Stored data entries:
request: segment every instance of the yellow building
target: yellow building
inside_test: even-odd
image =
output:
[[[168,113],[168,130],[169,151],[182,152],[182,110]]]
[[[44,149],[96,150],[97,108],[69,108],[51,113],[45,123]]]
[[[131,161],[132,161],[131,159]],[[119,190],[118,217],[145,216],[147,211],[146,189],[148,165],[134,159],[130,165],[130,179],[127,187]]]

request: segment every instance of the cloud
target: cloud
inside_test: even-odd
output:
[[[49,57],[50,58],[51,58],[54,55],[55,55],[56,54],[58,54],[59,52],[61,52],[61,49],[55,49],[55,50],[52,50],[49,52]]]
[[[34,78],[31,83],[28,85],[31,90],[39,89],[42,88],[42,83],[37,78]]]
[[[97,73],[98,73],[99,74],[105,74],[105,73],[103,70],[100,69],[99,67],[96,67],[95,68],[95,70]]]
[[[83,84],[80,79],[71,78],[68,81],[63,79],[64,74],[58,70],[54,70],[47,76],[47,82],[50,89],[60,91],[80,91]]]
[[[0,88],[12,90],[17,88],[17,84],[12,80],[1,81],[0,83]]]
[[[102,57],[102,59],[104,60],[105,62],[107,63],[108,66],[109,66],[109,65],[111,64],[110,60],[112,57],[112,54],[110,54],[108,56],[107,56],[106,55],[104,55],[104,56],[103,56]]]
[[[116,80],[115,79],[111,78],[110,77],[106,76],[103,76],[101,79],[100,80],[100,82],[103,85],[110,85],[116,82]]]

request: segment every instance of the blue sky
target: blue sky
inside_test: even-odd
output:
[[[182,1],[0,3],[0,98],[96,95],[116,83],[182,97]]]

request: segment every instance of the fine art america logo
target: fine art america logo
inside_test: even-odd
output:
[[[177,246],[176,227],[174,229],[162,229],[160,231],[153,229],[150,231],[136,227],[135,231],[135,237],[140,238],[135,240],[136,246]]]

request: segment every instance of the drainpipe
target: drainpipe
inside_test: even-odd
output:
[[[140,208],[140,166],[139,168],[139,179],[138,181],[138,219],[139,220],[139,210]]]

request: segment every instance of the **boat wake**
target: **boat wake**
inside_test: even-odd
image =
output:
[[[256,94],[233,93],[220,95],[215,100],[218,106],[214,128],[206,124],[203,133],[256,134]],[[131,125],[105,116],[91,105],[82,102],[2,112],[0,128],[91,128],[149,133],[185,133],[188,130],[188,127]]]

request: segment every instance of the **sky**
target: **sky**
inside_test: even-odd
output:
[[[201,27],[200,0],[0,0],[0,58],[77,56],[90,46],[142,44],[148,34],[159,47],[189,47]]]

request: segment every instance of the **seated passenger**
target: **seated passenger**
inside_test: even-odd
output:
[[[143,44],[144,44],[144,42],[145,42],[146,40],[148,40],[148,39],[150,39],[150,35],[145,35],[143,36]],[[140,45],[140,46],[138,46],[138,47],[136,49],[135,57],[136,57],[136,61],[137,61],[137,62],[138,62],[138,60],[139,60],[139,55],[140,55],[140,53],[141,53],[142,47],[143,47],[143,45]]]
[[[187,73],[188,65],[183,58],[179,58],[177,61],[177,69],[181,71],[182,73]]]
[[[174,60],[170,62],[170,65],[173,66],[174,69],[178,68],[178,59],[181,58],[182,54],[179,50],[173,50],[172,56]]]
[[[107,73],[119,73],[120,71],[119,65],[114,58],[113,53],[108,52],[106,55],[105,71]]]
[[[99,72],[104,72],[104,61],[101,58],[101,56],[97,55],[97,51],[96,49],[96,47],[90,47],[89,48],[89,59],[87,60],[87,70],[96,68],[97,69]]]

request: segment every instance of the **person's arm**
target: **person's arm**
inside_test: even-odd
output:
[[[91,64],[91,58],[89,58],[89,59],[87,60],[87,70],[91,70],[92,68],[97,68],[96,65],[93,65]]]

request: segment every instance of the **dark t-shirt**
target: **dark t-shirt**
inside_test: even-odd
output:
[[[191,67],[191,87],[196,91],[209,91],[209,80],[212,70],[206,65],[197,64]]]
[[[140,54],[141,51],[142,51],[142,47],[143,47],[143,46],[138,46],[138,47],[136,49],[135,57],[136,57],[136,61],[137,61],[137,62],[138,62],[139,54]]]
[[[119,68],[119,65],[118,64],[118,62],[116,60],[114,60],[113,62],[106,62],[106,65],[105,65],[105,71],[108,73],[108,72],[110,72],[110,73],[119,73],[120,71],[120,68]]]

Work instructions
Collect every line of the listing that contains the string "passenger". Case counts.

Output for this task
request: segment every instance of the **seated passenger**
target: **seated passenger**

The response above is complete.